[Stored data entries]
- Opening Delimiter -
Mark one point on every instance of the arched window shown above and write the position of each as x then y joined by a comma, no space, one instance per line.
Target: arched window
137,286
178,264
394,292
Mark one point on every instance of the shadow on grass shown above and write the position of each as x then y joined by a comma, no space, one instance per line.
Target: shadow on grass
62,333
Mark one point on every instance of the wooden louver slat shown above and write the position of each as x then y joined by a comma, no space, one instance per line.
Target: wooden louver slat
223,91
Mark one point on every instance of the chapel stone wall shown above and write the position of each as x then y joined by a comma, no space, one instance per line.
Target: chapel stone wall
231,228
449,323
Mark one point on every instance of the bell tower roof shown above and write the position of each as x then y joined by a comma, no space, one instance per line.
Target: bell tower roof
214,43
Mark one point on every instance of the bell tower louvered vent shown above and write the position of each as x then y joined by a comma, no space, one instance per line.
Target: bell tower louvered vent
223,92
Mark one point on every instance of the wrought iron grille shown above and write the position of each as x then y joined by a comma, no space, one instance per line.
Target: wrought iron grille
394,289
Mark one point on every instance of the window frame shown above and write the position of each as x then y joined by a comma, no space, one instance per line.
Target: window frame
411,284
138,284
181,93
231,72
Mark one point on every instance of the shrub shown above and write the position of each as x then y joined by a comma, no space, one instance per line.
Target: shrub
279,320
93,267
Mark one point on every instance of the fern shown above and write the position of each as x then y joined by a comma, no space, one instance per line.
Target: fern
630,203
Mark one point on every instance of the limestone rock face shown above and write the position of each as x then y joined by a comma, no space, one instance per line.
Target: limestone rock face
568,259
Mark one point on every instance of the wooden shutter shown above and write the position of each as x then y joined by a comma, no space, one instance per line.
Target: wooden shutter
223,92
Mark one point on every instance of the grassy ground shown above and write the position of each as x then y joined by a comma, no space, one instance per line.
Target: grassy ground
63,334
- Closing Delimiter -
> **Aim of the task**: Your answer must be an exact transcription of the lines from the one containing "Mark one point on every instance of the wooden shutter" through the last line of the records above, and nothing else.

> **Answer for the task**:
Mark one point on every instance of the wooden shutter shown above and write the position of each as x then y joined by a comma, no space, one instance per line.
Target: wooden shutter
223,92
Mark one point on every instance of the grassy ground shown above and write the position of each as x then y joined by a comma, no space, one instance per line.
Target: grassy ground
63,334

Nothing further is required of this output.